Image-grounded pointing data:
· · · · ·

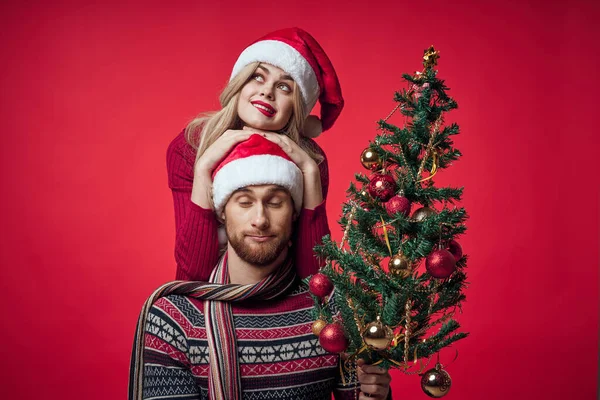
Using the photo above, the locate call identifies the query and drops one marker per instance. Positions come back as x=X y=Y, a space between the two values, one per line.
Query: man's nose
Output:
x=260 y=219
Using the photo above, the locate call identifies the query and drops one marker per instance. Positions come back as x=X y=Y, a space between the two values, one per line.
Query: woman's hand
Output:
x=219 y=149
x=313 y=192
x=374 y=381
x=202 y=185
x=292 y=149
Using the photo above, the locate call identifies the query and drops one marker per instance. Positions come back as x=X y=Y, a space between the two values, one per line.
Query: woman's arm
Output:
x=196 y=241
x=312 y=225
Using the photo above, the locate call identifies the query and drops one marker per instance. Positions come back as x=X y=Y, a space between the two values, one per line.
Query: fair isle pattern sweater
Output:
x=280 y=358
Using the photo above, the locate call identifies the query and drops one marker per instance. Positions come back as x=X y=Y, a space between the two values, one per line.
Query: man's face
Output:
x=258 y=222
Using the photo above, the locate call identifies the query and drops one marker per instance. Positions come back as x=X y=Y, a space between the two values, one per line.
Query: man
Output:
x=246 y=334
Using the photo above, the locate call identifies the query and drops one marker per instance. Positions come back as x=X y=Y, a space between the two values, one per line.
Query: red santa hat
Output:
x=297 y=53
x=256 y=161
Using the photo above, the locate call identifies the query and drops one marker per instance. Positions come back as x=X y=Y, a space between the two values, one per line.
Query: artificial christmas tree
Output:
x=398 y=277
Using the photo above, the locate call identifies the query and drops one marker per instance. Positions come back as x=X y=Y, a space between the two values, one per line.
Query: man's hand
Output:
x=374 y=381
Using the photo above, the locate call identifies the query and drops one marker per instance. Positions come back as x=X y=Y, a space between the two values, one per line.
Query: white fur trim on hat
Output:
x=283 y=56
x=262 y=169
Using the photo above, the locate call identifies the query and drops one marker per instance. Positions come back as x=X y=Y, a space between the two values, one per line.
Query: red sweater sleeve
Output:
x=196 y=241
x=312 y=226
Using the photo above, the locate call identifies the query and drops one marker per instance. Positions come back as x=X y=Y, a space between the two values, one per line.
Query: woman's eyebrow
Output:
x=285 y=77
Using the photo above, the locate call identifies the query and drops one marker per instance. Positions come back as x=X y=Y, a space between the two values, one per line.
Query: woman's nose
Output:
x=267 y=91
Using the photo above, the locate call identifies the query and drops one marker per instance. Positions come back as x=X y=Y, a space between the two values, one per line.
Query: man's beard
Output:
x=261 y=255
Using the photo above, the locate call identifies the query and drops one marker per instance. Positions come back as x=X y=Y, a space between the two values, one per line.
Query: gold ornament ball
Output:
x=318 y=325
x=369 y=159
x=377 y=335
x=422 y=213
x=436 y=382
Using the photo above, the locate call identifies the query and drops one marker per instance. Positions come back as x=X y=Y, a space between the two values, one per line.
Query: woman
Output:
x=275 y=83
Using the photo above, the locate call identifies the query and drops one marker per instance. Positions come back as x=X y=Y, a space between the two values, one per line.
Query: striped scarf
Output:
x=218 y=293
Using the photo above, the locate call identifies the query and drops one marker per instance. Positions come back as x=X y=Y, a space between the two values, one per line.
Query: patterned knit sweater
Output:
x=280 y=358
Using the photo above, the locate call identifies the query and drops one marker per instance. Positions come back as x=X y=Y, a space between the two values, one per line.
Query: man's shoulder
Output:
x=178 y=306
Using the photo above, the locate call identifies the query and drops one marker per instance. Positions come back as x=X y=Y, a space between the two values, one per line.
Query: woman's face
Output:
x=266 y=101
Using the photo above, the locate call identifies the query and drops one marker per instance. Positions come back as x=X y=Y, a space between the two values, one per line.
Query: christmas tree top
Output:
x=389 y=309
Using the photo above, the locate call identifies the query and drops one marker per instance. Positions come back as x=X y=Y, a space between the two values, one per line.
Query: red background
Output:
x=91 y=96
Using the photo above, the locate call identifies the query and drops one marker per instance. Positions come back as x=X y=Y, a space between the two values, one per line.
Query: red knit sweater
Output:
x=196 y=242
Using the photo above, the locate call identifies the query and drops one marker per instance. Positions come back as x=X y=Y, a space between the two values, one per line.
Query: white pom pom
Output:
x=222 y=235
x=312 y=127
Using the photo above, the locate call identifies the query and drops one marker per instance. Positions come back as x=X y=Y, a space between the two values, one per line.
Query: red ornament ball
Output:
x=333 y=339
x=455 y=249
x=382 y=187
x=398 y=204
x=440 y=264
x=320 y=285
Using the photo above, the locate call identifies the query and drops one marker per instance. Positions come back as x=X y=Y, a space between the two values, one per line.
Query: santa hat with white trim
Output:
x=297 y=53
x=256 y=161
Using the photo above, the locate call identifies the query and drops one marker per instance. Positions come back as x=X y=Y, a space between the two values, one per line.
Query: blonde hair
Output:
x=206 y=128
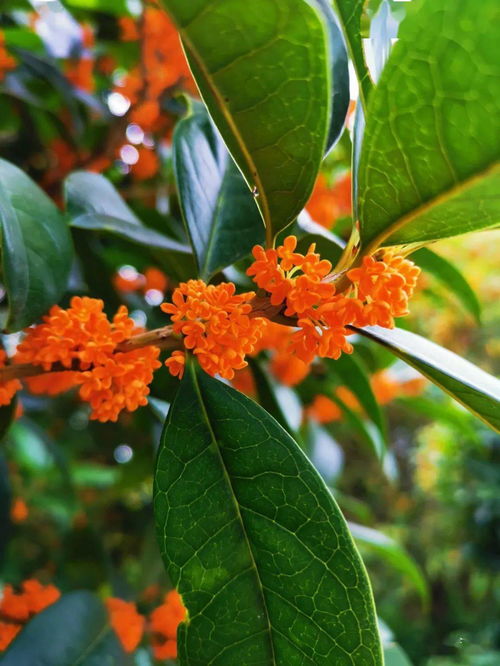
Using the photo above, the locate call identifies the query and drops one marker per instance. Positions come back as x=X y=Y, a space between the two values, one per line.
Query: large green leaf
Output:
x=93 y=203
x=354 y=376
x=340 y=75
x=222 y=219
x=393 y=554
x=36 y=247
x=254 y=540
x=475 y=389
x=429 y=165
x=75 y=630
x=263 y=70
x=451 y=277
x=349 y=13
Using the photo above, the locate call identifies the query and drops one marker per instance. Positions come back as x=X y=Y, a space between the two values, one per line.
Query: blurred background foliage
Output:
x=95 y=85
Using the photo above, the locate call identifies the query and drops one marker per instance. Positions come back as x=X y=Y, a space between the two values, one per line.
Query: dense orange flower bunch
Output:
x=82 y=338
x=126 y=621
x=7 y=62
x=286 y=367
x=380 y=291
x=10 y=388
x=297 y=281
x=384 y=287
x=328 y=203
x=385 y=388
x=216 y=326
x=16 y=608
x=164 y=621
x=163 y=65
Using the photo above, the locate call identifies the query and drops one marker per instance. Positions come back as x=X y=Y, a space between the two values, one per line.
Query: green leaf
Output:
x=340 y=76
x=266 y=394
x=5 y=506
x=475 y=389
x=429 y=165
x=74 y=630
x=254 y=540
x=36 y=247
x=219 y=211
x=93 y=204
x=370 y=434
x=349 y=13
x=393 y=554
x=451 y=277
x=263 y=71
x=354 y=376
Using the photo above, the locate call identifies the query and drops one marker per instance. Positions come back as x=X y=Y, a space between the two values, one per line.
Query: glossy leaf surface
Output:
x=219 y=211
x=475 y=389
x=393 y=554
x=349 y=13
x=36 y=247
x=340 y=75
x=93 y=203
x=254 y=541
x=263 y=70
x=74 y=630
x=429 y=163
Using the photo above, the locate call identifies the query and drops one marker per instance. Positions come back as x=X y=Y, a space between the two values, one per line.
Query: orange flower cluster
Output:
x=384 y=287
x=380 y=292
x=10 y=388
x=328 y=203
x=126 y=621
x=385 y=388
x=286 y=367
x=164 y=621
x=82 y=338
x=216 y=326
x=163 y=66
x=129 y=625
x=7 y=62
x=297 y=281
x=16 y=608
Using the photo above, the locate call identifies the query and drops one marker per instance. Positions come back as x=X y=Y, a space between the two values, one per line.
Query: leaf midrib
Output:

· · · · ·

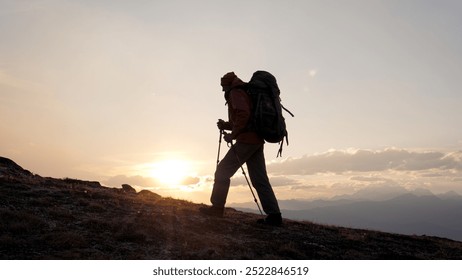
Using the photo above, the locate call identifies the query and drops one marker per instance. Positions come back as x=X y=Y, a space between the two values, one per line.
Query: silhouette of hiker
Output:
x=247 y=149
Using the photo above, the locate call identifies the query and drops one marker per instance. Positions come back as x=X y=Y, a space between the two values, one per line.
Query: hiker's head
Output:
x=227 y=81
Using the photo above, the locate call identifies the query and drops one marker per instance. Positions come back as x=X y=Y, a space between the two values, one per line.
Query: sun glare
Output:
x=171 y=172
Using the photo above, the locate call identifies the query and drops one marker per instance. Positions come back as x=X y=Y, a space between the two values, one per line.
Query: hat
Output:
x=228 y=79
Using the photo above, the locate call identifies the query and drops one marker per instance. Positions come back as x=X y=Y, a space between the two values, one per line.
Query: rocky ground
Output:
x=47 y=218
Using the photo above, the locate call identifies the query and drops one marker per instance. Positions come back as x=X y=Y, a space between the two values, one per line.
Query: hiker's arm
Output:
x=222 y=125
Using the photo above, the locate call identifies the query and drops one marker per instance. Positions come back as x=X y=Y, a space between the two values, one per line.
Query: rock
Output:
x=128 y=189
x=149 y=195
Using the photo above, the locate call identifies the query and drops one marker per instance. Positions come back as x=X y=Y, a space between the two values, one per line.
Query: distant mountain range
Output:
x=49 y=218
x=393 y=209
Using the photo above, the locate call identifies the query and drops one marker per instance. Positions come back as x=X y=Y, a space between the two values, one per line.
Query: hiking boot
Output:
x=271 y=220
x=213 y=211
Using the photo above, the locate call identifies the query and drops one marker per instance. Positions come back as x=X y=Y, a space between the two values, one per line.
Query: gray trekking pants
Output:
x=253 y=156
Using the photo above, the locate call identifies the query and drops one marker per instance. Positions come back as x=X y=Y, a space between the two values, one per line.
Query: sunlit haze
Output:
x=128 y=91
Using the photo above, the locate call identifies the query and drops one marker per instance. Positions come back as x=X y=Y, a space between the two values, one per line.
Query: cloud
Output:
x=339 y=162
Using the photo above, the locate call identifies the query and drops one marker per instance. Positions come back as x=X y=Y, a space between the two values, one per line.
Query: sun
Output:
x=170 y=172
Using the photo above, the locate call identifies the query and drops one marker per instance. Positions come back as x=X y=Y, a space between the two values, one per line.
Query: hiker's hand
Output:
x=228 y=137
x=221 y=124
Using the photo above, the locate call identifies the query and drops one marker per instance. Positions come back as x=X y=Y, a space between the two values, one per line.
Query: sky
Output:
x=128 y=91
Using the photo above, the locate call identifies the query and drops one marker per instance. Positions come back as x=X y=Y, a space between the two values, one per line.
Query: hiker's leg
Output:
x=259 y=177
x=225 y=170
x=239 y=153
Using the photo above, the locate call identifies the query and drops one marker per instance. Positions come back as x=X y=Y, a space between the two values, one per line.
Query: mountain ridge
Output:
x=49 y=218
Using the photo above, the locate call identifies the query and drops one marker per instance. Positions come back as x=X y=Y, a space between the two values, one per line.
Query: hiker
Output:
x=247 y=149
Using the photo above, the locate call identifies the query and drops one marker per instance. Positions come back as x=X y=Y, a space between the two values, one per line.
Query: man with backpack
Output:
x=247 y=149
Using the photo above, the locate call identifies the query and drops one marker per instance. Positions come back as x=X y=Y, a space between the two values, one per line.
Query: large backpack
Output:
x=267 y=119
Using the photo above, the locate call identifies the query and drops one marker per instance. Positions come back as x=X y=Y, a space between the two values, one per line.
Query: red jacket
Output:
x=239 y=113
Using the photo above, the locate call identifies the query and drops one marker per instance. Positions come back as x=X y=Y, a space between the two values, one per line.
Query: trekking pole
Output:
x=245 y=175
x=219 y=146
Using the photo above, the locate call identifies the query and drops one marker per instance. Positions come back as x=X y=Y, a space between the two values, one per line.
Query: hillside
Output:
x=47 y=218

· · · · ·

TASK BRIEF>
Copy out each line of the entries where the word "tree" is found.

SOLUTION>
Query: artificial christmas tree
Query: christmas tree top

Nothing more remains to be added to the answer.